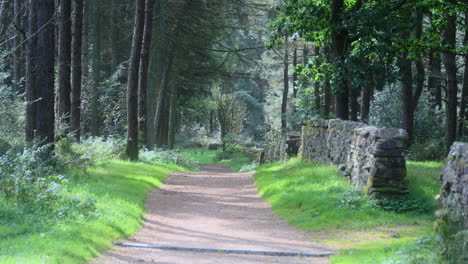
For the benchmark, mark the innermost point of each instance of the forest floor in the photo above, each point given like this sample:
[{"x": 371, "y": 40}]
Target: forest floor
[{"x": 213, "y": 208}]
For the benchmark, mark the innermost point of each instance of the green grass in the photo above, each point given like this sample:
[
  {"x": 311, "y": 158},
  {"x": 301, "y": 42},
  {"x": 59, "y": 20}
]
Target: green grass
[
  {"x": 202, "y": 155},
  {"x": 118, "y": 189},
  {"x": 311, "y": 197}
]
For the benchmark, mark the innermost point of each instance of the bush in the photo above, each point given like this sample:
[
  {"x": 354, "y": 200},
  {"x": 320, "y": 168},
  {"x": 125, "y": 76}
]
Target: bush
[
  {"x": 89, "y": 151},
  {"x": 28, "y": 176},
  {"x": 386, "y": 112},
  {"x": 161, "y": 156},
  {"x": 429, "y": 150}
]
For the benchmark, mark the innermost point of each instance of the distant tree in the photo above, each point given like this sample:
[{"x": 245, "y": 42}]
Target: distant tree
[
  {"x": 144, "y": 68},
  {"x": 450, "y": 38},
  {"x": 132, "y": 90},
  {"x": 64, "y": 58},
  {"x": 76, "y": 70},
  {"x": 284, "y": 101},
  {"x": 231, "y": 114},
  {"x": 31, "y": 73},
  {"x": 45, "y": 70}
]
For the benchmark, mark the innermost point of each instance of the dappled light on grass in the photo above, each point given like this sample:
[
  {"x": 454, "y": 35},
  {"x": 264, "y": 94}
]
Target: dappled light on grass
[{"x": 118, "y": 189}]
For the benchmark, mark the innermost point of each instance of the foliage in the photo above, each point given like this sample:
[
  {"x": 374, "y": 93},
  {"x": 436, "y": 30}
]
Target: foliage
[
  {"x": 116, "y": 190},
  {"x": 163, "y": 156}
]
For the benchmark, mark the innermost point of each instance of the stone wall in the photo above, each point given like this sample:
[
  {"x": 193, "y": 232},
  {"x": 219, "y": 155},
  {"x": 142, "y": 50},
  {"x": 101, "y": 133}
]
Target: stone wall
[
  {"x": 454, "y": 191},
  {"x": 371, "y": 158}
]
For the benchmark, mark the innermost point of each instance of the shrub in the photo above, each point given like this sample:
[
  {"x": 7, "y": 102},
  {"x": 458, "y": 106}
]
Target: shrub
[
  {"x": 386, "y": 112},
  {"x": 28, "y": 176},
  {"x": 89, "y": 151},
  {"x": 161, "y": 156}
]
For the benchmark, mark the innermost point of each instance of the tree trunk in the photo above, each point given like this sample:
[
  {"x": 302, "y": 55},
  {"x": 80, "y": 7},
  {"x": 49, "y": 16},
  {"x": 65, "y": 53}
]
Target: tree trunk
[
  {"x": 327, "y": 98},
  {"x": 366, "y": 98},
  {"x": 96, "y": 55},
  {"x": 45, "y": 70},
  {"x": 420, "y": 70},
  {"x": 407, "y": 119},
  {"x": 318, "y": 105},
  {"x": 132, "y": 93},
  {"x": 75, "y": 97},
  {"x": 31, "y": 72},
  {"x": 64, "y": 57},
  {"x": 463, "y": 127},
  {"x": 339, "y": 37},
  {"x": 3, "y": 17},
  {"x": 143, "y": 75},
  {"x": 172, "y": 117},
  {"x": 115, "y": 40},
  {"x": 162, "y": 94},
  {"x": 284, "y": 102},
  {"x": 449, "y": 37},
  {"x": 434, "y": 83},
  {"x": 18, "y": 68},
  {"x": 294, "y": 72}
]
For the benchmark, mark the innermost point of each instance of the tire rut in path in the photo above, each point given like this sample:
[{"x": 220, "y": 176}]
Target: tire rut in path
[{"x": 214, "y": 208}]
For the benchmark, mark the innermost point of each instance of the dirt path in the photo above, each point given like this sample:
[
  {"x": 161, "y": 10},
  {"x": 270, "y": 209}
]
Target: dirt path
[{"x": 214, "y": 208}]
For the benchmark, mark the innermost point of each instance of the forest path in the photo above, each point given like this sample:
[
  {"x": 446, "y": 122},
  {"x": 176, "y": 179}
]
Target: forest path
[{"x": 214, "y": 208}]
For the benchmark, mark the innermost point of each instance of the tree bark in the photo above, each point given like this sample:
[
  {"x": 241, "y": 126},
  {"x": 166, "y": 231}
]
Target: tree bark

______

Quote the data word for word, from the line holding "of the dirt" through the final line of the data, inclusive.

> Written answer
For the benchmark, mark the innermost point of each instance of the dirt path in the photo above, each point given like this sample:
[
  {"x": 161, "y": 10},
  {"x": 270, "y": 209}
]
Target: dirt path
[{"x": 214, "y": 208}]
For the benchmark, mark the innermost point of each instance of the forest path in the photo above, each point given like this sample:
[
  {"x": 446, "y": 122},
  {"x": 176, "y": 179}
]
Target: forest path
[{"x": 214, "y": 208}]
For the benchmark, mark the innermost point of each instance of the tree bark in the photo above, each point given like this sample:
[
  {"x": 241, "y": 126},
  {"x": 166, "y": 231}
]
Target: tree bark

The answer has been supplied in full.